#### Excerpt provided:
By Tom Rivers, Editor Posted 21 April 2014 at 12:00 am

Merchants also planning for ‘Sip and Stroll Through History’ wine-tasting event for August

File photos by Tom Rivers – A crowd views the stained glass window at the First United Methodist Church during a tour of windows in the seven historic Albion churches in December. The Good Shepherd window was a gift to the congregation by the church’s pastor in 1914, the Rev. Henry Clay Woods.

ALBION – On a very cold December day about 30 people, including several from outside Orleans County, came to Albion for a first-time tour of the stained glass windows at the seven churches in the historic Courthouse Square.

County Historian Bill Lattin led the tour, and he shared details about the designers of the windows, the symbolism and Biblical stories in the designs, and some background on the people memorialized with some of the windows.

“We had such good feedback about the event that we wanted to do it again,” said Debbie Grimm, one of the organizers for this Saturday’s stained glass tour.

It runs from noon to 1:30. Besides tours of the churches, the event will conclude with refreshments at Hoag Library. The library also includes a stained glass window of a swan. For more than a century Albion’s public library was called the Swan Library until a new site opened in July 2012.

Tony Mancuso of Elba takes a photo on the stained glass window tour in December. He is shown inside the sanctuary at Christ (Episcopal) Church.

#### Assigned task A:
List every person named in the article on Albion's stained glass window tour.
#### Assigned task B:
Pick up the article on Albion's stained glass window tour after its final sentence and carry it further.

#### Extracted material:
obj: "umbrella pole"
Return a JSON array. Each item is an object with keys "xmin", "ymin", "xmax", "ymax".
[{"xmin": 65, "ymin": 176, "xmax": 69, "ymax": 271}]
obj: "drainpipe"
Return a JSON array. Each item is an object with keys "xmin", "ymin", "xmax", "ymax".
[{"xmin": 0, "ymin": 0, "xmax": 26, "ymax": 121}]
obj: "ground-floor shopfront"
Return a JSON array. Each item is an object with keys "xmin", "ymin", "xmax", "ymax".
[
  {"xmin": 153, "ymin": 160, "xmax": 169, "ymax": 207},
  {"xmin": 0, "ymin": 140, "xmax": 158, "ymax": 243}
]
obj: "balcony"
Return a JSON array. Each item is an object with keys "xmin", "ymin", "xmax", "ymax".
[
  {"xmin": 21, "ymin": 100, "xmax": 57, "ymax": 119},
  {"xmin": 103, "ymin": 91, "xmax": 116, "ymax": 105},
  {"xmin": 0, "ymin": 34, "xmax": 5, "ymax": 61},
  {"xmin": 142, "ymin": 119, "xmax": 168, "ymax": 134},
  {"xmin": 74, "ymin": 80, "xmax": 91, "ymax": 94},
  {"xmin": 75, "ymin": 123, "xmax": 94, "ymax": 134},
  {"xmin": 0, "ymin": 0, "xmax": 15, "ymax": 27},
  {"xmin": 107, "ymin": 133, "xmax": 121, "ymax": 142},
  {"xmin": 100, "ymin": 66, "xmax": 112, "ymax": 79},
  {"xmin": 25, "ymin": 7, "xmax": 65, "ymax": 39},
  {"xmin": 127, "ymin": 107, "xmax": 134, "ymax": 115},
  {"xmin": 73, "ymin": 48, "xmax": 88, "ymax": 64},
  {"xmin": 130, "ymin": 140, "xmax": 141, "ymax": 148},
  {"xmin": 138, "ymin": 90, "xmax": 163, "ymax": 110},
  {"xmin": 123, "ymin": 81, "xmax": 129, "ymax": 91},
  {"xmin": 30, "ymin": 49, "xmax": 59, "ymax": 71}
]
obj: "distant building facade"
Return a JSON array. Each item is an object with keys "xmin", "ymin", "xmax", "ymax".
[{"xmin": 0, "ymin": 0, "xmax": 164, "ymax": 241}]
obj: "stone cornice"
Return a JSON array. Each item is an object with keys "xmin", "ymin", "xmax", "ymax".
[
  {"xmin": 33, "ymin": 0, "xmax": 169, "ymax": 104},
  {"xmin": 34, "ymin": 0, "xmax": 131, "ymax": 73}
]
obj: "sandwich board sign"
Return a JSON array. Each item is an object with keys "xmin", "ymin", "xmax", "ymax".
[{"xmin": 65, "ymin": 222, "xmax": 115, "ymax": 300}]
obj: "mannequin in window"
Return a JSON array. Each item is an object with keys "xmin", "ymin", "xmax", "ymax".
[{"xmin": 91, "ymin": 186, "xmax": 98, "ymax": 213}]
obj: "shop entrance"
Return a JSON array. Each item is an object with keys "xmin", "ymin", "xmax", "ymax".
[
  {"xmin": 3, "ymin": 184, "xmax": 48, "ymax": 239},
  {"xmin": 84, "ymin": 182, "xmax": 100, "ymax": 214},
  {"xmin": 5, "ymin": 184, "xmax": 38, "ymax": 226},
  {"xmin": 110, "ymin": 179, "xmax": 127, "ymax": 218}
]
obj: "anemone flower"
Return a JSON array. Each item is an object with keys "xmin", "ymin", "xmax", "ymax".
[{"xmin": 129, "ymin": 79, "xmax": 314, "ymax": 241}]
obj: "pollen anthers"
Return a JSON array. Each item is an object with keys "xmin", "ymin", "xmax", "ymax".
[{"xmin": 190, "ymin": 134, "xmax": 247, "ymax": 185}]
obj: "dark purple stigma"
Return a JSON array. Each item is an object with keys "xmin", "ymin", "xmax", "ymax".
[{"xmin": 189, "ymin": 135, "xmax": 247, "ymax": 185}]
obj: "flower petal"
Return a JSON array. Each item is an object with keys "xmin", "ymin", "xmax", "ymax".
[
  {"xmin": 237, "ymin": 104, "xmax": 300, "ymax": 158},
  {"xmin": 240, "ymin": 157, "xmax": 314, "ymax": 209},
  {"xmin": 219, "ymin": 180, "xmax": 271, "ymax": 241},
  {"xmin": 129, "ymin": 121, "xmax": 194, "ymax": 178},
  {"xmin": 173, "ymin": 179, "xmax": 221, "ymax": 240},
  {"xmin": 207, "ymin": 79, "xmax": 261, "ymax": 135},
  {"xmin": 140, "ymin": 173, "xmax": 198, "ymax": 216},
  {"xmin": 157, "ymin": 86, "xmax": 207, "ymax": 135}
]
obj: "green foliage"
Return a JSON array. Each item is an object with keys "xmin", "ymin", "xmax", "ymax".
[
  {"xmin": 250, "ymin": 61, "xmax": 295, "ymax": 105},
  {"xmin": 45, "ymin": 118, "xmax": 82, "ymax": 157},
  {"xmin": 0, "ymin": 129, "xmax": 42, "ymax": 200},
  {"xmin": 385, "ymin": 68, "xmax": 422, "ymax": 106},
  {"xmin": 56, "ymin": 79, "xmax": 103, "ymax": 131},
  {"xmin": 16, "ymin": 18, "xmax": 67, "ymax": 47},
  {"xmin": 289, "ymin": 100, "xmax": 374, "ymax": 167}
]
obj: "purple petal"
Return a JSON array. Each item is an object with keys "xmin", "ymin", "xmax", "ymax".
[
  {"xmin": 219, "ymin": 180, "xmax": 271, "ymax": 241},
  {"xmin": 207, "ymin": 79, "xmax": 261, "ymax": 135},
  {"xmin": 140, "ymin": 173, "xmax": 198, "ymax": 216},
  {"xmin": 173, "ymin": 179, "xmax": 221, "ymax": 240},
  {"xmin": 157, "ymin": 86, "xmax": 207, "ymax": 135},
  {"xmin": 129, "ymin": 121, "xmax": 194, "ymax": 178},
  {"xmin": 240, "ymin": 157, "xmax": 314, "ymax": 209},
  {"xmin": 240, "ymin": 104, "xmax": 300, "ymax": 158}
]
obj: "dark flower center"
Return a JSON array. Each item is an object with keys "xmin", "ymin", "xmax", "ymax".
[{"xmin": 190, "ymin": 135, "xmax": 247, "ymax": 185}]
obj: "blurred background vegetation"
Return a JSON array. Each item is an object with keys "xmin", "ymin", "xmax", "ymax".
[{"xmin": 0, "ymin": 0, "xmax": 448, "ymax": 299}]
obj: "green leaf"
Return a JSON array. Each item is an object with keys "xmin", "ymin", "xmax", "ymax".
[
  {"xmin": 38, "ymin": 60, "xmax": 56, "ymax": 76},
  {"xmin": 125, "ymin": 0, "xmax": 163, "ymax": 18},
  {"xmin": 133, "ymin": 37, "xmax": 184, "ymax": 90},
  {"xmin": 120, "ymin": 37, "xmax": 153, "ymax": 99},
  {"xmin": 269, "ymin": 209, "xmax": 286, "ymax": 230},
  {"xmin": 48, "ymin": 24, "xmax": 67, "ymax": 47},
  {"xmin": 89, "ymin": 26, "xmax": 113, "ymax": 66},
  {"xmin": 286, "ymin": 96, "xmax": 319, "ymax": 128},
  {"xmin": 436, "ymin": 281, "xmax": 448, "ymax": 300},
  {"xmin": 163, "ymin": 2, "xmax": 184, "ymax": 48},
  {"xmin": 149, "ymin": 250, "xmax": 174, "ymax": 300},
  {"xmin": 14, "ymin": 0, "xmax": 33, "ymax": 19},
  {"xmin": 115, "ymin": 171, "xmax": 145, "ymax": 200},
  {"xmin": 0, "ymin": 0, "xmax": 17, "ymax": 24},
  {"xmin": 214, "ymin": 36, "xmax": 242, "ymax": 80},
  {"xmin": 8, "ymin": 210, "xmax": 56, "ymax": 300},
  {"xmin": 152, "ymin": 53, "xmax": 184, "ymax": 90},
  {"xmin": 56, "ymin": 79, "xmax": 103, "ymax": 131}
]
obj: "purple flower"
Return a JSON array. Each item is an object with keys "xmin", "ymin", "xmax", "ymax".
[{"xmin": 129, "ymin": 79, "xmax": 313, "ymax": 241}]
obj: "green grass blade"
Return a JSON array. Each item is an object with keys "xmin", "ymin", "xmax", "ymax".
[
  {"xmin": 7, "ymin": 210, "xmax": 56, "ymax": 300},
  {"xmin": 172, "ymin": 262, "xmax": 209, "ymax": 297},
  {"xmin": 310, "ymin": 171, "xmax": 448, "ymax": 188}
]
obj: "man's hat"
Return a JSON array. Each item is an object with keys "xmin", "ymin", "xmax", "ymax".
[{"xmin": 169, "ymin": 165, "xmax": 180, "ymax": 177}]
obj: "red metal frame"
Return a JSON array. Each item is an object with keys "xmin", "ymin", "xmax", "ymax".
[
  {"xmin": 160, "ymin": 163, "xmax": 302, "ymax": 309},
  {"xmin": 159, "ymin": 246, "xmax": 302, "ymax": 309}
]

#### Answer box A:
Tom Rivers
Rev. Henry Clay Woods
Bill Lattin
Debbie Grimm
Tony Mancuso

#### Answer box B:
The tour on Saturday starts at the Pullman Memorial Universalist Church at the corner of East Park and Main streets. The Pullman church has more than 40 windows created by Tiffany Glass and Decorating Company, perhaps the most esteemed stained glass artist.

Tiffany revolutionized the stained glass world. Stained glass windows, prior to Tiffany, tended to have clear glass with a stencil pattern painted on the glass. Lattin discusses breakthroughs and changing techniques in stained glass.

The Albion churches have examples of windows from the 1860s to 1960s. Lattin wrote a book about Orleans County’s stained glass windows: “Luminaries in the Firmament.”

The Albion Merchants Association is organizing the stained glass tour and a sidewalk sale. Many businesses will participate in the sidewalk sale from 10 a.m. to 4 p.m. The Genesee-Orleans Ministry of Concern will also be having an open house and collecting household and personal care items.

The Merchants Association also is planning a wine-tasting event with about 20 stops on Aug. 9. The “Sip & Stroll Through History” will show off the historic downtown and Courthouse Square.

“We want to put on community events and bring people to Albion,” said Carolyn Ricker, president of the Merchants Association. “We want to promote our history and draw people here.”